→ **TASK OBJECTIVE**:
The job is to output each record exactly as it stands, pictures excluded.
-- PROVIDED RECORDS follows --
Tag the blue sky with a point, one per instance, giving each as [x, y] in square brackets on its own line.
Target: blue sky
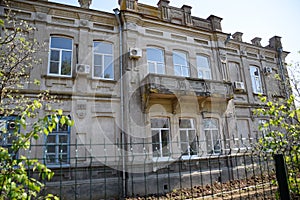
[255, 18]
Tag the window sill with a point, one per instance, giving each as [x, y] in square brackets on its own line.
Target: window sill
[56, 166]
[56, 76]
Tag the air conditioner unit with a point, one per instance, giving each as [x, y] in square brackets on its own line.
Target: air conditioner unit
[267, 70]
[239, 86]
[82, 69]
[135, 53]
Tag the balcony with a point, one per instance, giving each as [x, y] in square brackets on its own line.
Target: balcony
[157, 86]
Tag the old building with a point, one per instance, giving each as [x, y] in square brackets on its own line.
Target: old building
[146, 86]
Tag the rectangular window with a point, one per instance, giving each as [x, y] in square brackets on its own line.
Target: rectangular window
[155, 60]
[256, 80]
[103, 67]
[60, 58]
[160, 130]
[58, 146]
[212, 135]
[7, 133]
[181, 67]
[188, 138]
[203, 67]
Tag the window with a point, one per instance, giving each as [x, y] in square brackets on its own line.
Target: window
[212, 135]
[203, 67]
[181, 67]
[160, 130]
[60, 56]
[103, 60]
[263, 128]
[57, 145]
[7, 133]
[188, 138]
[256, 80]
[155, 60]
[234, 71]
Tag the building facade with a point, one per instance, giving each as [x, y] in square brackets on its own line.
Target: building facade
[146, 86]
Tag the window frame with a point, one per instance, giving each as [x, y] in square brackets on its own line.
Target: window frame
[60, 57]
[256, 80]
[57, 146]
[155, 62]
[210, 130]
[103, 61]
[4, 142]
[204, 69]
[187, 135]
[160, 142]
[180, 65]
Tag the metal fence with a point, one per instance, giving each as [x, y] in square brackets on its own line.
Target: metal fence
[131, 171]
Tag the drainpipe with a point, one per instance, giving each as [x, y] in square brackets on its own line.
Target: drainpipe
[282, 76]
[124, 184]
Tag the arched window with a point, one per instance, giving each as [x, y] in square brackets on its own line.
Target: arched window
[234, 72]
[57, 150]
[155, 60]
[60, 58]
[256, 80]
[181, 67]
[103, 66]
[188, 138]
[203, 67]
[212, 135]
[160, 131]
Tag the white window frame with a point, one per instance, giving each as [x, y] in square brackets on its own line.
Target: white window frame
[204, 70]
[7, 130]
[103, 61]
[256, 80]
[160, 142]
[58, 153]
[211, 130]
[156, 63]
[60, 57]
[189, 142]
[180, 66]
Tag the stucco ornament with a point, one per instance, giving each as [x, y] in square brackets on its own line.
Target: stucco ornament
[85, 3]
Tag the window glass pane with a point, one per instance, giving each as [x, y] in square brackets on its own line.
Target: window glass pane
[151, 67]
[183, 136]
[165, 142]
[177, 70]
[63, 148]
[160, 123]
[185, 72]
[54, 68]
[54, 55]
[98, 59]
[61, 43]
[109, 70]
[155, 143]
[179, 58]
[155, 54]
[63, 139]
[51, 139]
[66, 63]
[98, 71]
[160, 68]
[50, 149]
[202, 62]
[103, 48]
[51, 158]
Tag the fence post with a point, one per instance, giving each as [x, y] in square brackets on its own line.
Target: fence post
[282, 177]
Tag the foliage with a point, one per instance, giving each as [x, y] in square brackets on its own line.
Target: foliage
[282, 135]
[17, 58]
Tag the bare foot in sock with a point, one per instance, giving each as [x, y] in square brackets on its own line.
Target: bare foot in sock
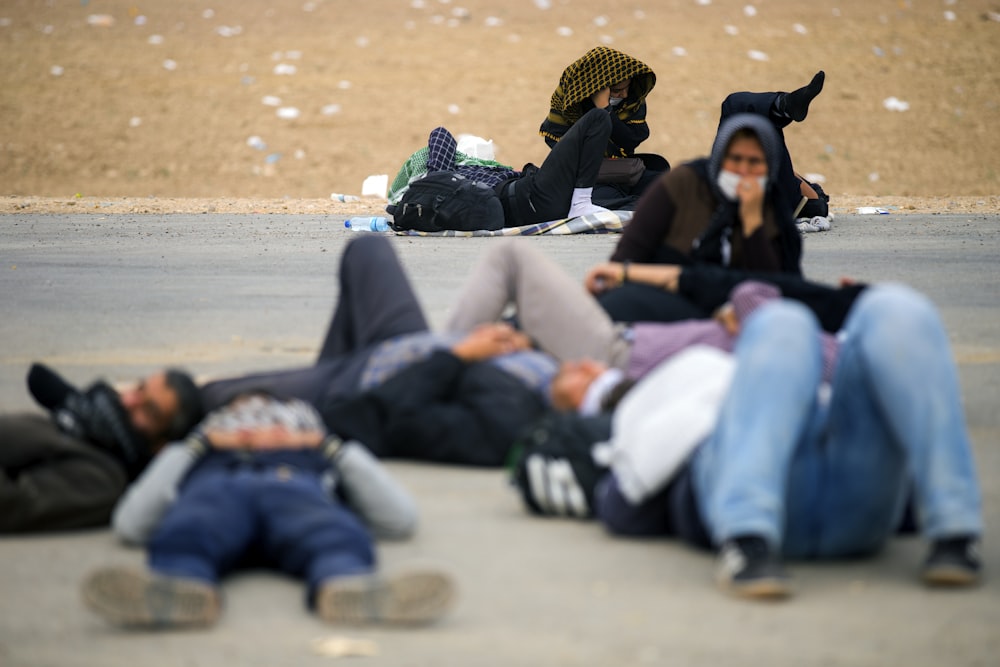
[586, 208]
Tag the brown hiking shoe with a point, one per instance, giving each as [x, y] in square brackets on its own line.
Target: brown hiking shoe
[411, 598]
[135, 598]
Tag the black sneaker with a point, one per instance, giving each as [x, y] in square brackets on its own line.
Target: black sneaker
[748, 567]
[952, 562]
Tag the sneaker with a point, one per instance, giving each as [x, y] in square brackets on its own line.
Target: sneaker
[952, 562]
[748, 567]
[140, 599]
[412, 598]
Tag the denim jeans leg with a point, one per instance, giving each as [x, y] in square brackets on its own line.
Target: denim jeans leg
[896, 337]
[741, 471]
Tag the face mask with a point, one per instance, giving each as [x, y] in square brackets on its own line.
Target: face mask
[729, 181]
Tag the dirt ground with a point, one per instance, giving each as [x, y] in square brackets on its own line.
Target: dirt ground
[124, 106]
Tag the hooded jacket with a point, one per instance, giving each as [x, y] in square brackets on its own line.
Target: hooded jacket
[685, 218]
[600, 68]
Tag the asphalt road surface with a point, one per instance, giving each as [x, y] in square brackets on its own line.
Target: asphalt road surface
[120, 296]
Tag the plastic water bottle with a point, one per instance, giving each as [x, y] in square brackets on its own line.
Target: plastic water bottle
[364, 224]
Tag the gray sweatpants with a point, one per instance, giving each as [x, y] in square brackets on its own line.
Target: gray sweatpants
[552, 308]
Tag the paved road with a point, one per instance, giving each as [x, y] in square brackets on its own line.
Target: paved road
[120, 296]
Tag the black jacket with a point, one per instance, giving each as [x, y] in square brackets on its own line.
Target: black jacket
[440, 410]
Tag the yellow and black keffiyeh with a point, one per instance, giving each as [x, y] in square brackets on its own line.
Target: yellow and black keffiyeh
[599, 68]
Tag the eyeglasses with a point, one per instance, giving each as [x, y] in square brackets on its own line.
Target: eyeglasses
[621, 87]
[751, 160]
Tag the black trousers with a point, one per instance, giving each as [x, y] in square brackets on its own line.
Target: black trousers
[762, 104]
[376, 303]
[545, 193]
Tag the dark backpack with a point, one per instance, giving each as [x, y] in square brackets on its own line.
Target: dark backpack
[552, 463]
[444, 200]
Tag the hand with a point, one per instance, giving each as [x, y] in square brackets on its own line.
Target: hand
[490, 340]
[602, 98]
[603, 277]
[751, 198]
[726, 316]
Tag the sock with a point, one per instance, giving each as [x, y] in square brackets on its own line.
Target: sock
[581, 204]
[795, 105]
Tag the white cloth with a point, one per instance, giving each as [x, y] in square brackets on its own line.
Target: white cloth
[665, 416]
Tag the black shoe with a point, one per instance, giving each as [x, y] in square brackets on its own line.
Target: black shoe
[748, 567]
[952, 562]
[795, 105]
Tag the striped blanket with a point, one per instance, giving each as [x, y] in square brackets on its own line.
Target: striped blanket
[611, 222]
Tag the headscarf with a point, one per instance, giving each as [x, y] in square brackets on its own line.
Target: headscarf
[599, 68]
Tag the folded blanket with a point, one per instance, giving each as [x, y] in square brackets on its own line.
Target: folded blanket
[611, 222]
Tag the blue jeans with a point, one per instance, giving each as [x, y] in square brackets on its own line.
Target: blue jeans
[830, 478]
[284, 516]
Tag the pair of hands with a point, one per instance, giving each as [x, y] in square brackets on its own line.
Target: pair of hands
[602, 98]
[608, 275]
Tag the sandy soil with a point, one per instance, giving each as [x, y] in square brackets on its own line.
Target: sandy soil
[374, 206]
[114, 105]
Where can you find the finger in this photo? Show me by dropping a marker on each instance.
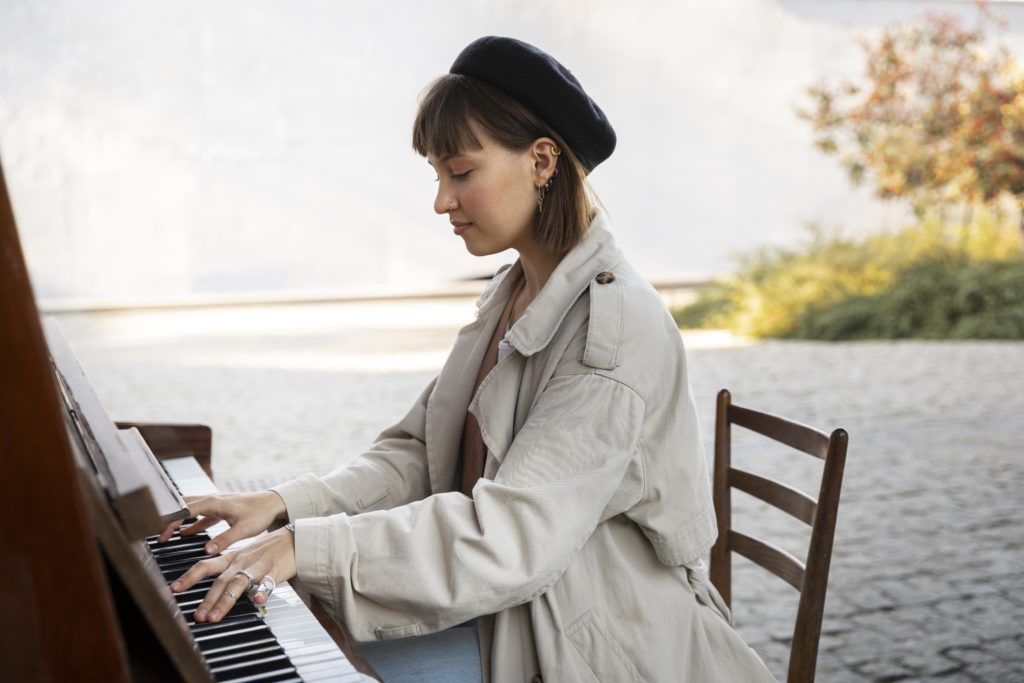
-- PROVIDED RECORDS concluded --
→ **ANSWER FOR THE TASK**:
Tag the blue sky with a point, one per instance, giving each as [x, y] in square brackets on its own line.
Target: blue sky
[255, 18]
Tag the window sill with a point, one per instance, giving each as [x, y] in square brackets on its own line.
Target: window sill
[56, 166]
[56, 76]
Tag the air conditioner unit with a point, one per instance, giving each as [x, y] in square brackets on its own line.
Target: air conditioner unit
[267, 70]
[239, 86]
[82, 69]
[135, 53]
Tag the balcony with a point, one per instance, giving each as [x, y] in square brackets on its own line.
Target: balcony
[157, 86]
Tag the old building with a point, one per instance, giving each as [x, y] in square brackets on its own line.
Target: old building
[146, 86]
Tag the rectangular window with a point, one per instance, giving each as [x, y] in square brackets on its own line.
Target: rectangular window
[155, 60]
[256, 80]
[103, 67]
[60, 58]
[160, 130]
[58, 146]
[212, 135]
[7, 133]
[181, 67]
[188, 138]
[203, 67]
Tag the window with a point, one per instance, giving each as [x, y] in square brackets on its own line.
Target: window
[212, 135]
[203, 67]
[181, 67]
[160, 130]
[60, 56]
[103, 60]
[263, 128]
[57, 145]
[7, 133]
[188, 138]
[256, 80]
[155, 60]
[234, 71]
Tag the building facade with a point, one per instance, giving each as [x, y] in square brackets on its own line.
Target: building facade
[146, 86]
Tag the window frame with a point, one per instance, giving each as [x, y] in square brackets on its own line.
Target: window frame
[60, 57]
[256, 80]
[57, 146]
[155, 62]
[210, 130]
[103, 61]
[4, 142]
[204, 69]
[187, 135]
[160, 142]
[180, 65]
Tag the metal fence with a point, one per instance, giving each as [x, y] in square brackets on its own line.
Target: metal fence
[131, 171]
Tag the drainpipe with a point, one per instance, giving each as [x, y] in square brackets on its own line.
Target: drainpipe
[282, 76]
[124, 184]
Tag the arched window with a point, one per instance, giving each as [x, y] in square brackets on its own line.
Target: arched window
[234, 72]
[57, 150]
[155, 60]
[60, 58]
[256, 80]
[181, 67]
[103, 66]
[188, 138]
[203, 67]
[212, 135]
[160, 131]
Tag the white window frame with a point, one per instance, giving each as [x, y] in square brackets on its own line.
Target: white window frame
[204, 70]
[7, 130]
[103, 61]
[256, 80]
[160, 142]
[58, 153]
[211, 130]
[156, 63]
[60, 57]
[189, 142]
[180, 66]
Tag the stucco ornament with a point, one per instance, giving each as [x, y] in square brackets on its own line.
Target: stucco ornament
[85, 3]
Tag the window glass pane with a point, one per instance, giving each as [x, y] in square brackets on its own line.
Target: window glass pane
[151, 67]
[183, 136]
[165, 142]
[177, 70]
[63, 148]
[160, 123]
[185, 72]
[54, 68]
[54, 55]
[98, 59]
[61, 43]
[109, 70]
[155, 143]
[179, 58]
[155, 54]
[63, 139]
[51, 139]
[66, 63]
[98, 71]
[160, 68]
[50, 149]
[202, 62]
[103, 48]
[51, 158]
Tag the fence post with a point, one per instance, giving each as [x, y] in square brackets on its own line.
Target: fence post
[282, 177]
Tag the foliage with a point, one per instance, giving each as [x, y] in square brackets on its own line.
Target: foliage
[282, 135]
[17, 58]
Tag the bare foot in sock with a point, one per instance, giving each as [x, y] in square brackets on its own line.
Target: bare foot in sock
[586, 208]
Tag the brown hiking shoe with a point, one per instance, giving each as [x, y] in square brackets on its own line.
Target: brown hiking shoe
[411, 598]
[135, 598]
Tag the black sneaker with a point, one per instance, giving each as [x, y] in square brackets on its own line.
Target: black sneaker
[748, 567]
[952, 562]
Tag the sneaker with a point, one per instance, giving each as [x, y] in square brackets on its own line.
Target: sneaker
[952, 562]
[748, 567]
[140, 599]
[412, 598]
Tag the denim jeans leg with a point, one per instance, giving each as [x, y] in square brackets on its own line.
Target: denim jeans leg
[896, 337]
[741, 471]
Tag the face mask with a point, one per instance, giving each as [x, y] in square brackets on its own line.
Target: face mask
[729, 181]
Tag the dirt ground with a point, one per instance, giving each as [x, y] in square brackets on its own line.
Target: dirt ground
[124, 106]
Tag the hooded jacket with a point, one per instance, giving each as [x, y] in square brackets on its own line.
Target: hooded jacket
[685, 218]
[600, 68]
Tag the asphalt road surface with a point, one per instance, giving each as [x, y] in square brackets on its own line.
Target: asphalt road surface
[120, 296]
Tag the plastic water bottle with a point, one per instance, giving each as [x, y] in square brackets on its own line.
Target: plastic water bottle
[364, 224]
Tag the gray sweatpants with a point, one per instance, giving each as [x, y] in square brackets on its own line.
Target: gray sweatpants
[552, 308]
Tag the paved road with a point, one per instance, giving each as [x, y] in square brackets on its own line.
Target: paved road
[120, 296]
Tag the black jacket with a point, one per instance, giving each as [x, y] in square brackets on its own line.
Target: black jacket
[440, 410]
Tag the yellow and black keffiyeh with a point, one per instance, giving each as [x, y] in square brackets on its own line.
Target: yellow and black keffiyeh
[599, 68]
Tag the eyeglasses with a point, one per instance, giving each as [x, y] in square brackets on its own line.
Target: eyeglasses
[621, 87]
[751, 160]
Tag the black trousers with a point, one per instance, giving each as [x, y] in square brackets on its own line.
Target: black trousers
[762, 104]
[376, 303]
[545, 193]
Tag the dark backpack with a point, one per instance, giving each as [x, y] in square brackets on its own line.
Target: dark backpack
[552, 463]
[444, 200]
Tag the hand with a point, one per instance, giving each as [x, y] in square brackets on its own line.
Target: hand
[490, 340]
[602, 98]
[603, 277]
[751, 198]
[726, 316]
Tag the sock with a point, one per instance, giving each as [x, y] in square brackets on its own line.
Target: sock
[581, 204]
[795, 105]
Tag the white cloth with a point, one per instance, giving each as [x, y] in square brackets on its own line.
Target: white cloth
[665, 416]
Tag the black shoe with a point, one per instance, giving each as [x, y] in square brackets on its own line.
Target: black shoe
[748, 567]
[952, 562]
[795, 105]
Tag the striped blanket with a point, one per instance, giving each as [x, y] in square brackets on its own line.
Target: striped blanket
[611, 222]
Tag the headscarf with a point, one per instance, giving each as [x, y] in square brackets on its own line.
Target: headscarf
[599, 68]
Tag the folded blanket with a point, one per instance, giving each as [x, y] in square brackets on its own line.
Target: folded blanket
[611, 222]
Tag the blue jeans with a point, one per instance, giving each as [x, y] in square brackets on its own line.
Target: blue jeans
[830, 478]
[284, 516]
Tag the pair of hands with a point, one per instance, giving each as [x, y] in square brackets on its own line.
Target: pair of hands
[602, 98]
[608, 275]
Tag the sandy soil with a point, one per instance, giving each as [x, y] in square brackets on its own line.
Target: sandy soil
[374, 206]
[114, 105]
Where can you find the finger in this photo? Show me by dropping a marker on each instance.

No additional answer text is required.